---------- TRECHO SELECIONADO ----------

Foi feita uma investigação presidida pelo
administrador do Conselho de Lourenço Marques –Sr. Antonio Luiz dos Remédios de
Fonseca.
A primeira testemunha era uma mulher de
nome Marianna Paredes, uma viúva, doméstica, portuguesa, que residia na estrada
marginal das obras do Porto. Diz a senhora que foi ver o batuque em honra a sua
Alteza e que “[...] quando voltava viu passar o Sr. Luciano Ignacio num ricshow
a berrar pelos pretos, que tendo chegado primeiro do batuque, passaram pelo
local onde o mesmo tinha empilhada a llenha, agarraram e levaram tanto quanto
podiam, embora ela nao soubesse precisar a quantidade”. Disse também que sabia
que o sr. Luciano tinha uns pretos tomando conta da madeira, mas que com medo,
deixaram que o furto fosse praticado.
A segunda testemunha , também português e
do Lamego, casado e morador da estrada marginal das Obras do Porto disse que:
“Achando-se na varanda da sua residencia,
viram passar os pretos que se recolhiam do batuque em honra a Sua Alteza o
Principe Real, levando, uma grande parte d´elles alguma lenha cuja quantidade
não pode calcular, e só mais tarde é que soube, por ouvir dizer, que a referida
lenha tinha sido furtada pelos mesmos indigenas das pilhas que Luciano Ignacio
Felix tinha na praia em frene da sua casa, acrescentando que os referidos
indigenas nenhuma necessidade tinham d´isso porque vira as carroças do
almoxarifado acarretando lenha para o local do alojamento dos mesmos.[...]”.

---------- DADOS FORNECIDOS ----------

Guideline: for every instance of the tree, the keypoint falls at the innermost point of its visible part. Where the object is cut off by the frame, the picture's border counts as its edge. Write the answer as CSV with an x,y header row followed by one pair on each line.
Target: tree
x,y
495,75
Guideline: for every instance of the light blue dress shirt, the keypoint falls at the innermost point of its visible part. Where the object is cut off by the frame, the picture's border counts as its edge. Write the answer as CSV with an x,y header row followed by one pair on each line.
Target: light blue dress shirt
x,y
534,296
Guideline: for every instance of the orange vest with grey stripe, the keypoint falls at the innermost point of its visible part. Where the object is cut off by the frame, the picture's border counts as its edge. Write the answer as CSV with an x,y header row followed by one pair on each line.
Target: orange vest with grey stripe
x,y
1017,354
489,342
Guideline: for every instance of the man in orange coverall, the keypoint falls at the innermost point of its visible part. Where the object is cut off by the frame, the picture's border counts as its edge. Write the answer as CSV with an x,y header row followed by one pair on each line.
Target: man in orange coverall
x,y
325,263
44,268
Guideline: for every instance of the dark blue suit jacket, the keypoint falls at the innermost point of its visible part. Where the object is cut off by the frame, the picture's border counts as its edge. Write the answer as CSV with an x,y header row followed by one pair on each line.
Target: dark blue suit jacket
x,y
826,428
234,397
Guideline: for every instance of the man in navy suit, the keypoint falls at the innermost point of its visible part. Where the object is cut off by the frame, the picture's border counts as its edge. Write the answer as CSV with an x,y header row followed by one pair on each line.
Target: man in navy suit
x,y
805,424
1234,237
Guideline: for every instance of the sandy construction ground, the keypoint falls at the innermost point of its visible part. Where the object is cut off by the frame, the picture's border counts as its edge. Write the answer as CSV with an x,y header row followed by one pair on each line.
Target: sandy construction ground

----------

TAREFAS =
A – Transcreva sem alterações a parte do trecho selecionado que vai de "A primeira testemunha" a "furto fosse praticado.".
B – Quais são as informações que o trecho selecionado dá sobre a segunda testemunha (nacionalidade, origem, estado civil e moradia)? Enumere todas.
C – Segundo o trecho selecionado, quem presidiu a investigação?

TAREFAS RESOLVIDAS =
A –
A primeira testemunha era uma mulher de
nome Marianna Paredes, uma viúva, doméstica, portuguesa, que residia na estrada
marginal das obras do Porto. Diz a senhora que foi ver o batuque em honra a sua
Alteza e que “[...] quando voltava viu passar o Sr. Luciano Ignacio num ricshow
a berrar pelos pretos, que tendo chegado primeiro do batuque, passaram pelo
local onde o mesmo tinha empilhada a llenha, agarraram e levaram tanto quanto
podiam, embora ela nao soubesse precisar a quantidade”. Disse também que sabia
que o sr. Luciano tinha uns pretos tomando conta da madeira, mas que com medo,
deixaram que o furto fosse praticado.

B –
- português
- do Lamego
- casado
- morador da estrada marginal das Obras do Porto

C – O administrador do Conselho de Lourenço Marques, Sr. Antonio Luiz dos Remédios de Fonseca.